------ TEXTO CITADO ------

Treinta años después del golpe del 24 de marzo, poco se sabe de la vida en las cárceles de la dictadura. No la de los centros clandestinos de detención, sino los que fueron campos de concentración legales como las cárceles de Devoto, Coronda, Rawson, Sierra Chica, Caseros, La Plata o Magdalena.
La aparición de libros como Detrás de la mirilla, obra colectiva de los detenidos en la cárcel de Coronda; el inminente estreno de la película Caseros, en la cárcel, de Julio Raffo, y la próxima edición de Nosotras, presas políticas –que será presentado en la Feria del Libro y que resume, también de manera colectiva, los días de encierro de 112 presas políticas en la cárcel de Villa Devoto– apuntan a saldar esa deuda con las voces y los rostros de las sobrevivientes.
Viviana Beguán, La Negra, es una de ellas. Ocho años presa en Devoto; fue detenida en febrero de 1975, “antes del golpe, bajo el gobierno de Isabel, porque después ya no hubo presos, sólo secuestrados y desaparecidos”, precisa ella, que también precisa la direccción de su domicilio: celda 90, 3er. piso, planta 5.

------ REGISTROS PROPORCIONADOS ------

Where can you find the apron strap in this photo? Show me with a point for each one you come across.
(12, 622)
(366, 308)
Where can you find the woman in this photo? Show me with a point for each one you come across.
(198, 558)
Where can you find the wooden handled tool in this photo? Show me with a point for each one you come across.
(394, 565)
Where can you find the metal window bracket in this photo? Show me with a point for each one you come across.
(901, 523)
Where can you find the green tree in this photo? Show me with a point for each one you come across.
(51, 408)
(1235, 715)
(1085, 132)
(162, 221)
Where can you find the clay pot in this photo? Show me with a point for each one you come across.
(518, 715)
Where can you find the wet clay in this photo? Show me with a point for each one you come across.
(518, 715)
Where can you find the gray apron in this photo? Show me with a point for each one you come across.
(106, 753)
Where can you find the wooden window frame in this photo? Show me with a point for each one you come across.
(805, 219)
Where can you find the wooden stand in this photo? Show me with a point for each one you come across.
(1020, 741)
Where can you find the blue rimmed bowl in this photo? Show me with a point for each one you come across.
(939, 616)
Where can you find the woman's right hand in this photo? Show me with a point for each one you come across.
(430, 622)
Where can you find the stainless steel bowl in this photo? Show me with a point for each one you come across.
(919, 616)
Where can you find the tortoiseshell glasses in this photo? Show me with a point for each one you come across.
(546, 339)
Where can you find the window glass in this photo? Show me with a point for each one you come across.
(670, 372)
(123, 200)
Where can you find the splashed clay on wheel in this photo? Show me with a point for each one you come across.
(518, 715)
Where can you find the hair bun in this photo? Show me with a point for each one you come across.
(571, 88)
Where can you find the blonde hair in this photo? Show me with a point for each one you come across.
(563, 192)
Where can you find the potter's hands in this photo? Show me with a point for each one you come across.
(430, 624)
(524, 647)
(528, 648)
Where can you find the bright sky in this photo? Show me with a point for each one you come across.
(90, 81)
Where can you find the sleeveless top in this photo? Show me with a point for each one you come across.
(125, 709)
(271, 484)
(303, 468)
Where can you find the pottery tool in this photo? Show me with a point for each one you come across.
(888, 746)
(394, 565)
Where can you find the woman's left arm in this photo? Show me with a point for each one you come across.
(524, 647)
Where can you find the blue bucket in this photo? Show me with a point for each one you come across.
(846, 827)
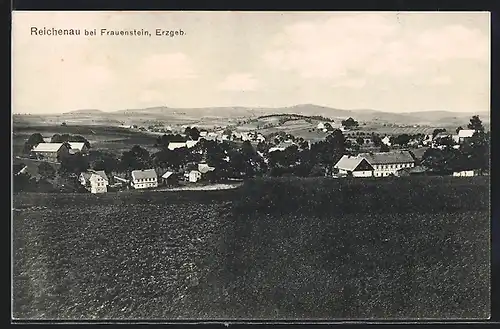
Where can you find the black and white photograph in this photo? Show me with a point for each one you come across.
(234, 166)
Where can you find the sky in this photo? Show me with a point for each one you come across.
(387, 61)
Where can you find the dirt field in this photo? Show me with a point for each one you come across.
(281, 248)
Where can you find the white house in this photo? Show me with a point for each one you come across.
(466, 173)
(94, 181)
(78, 147)
(190, 144)
(464, 134)
(388, 163)
(281, 147)
(261, 138)
(165, 177)
(146, 178)
(194, 176)
(51, 151)
(355, 166)
(204, 168)
(175, 145)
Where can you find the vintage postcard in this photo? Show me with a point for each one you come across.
(251, 165)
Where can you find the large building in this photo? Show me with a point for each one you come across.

------

### TAREA INDICADA 1
Vuelve a escribir íntegro el texto sobre las cárceles de la dictadura, sin alterar nada.
### TAREA INDICADA 2
Muestra todas las líneas de los registros en las que aparece la palabra "white".

### RESPUESTA ESCRITA 1
Treinta años después del golpe del 24 de marzo, poco se sabe de la vida en las cárceles de la dictadura. No la de los centros clandestinos de detención, sino los que fueron campos de concentración legales como las cárceles de Devoto, Coronda, Rawson, Sierra Chica, Caseros, La Plata o Magdalena.
La aparición de libros como Detrás de la mirilla, obra colectiva de los detenidos en la cárcel de Coronda; el inminente estreno de la película Caseros, en la cárcel, de Julio Raffo, y la próxima edición de Nosotras, presas políticas –que será presentado en la Feria del Libro y que resume, también de manera colectiva, los días de encierro de 112 presas políticas en la cárcel de Villa Devoto– apuntan a saldar esa deuda con las voces y los rostros de las sobrevivientes.
Viviana Beguán, La Negra, es una de ellas. Ocho años presa en Devoto; fue detenida en febrero de 1975, “antes del golpe, bajo el gobierno de Isabel, porque después ya no hubo presos, sólo secuestrados y desaparecidos”, precisa ella, que también precisa la direccción de su domicilio: celda 90, 3er. piso, planta 5.

### RESPUESTA ESCRITA 2
Where can you find the black and white photograph in this photo? Show me with a point for each one you come across.
Where can you find the white house in this photo? Show me with a point for each one you come across.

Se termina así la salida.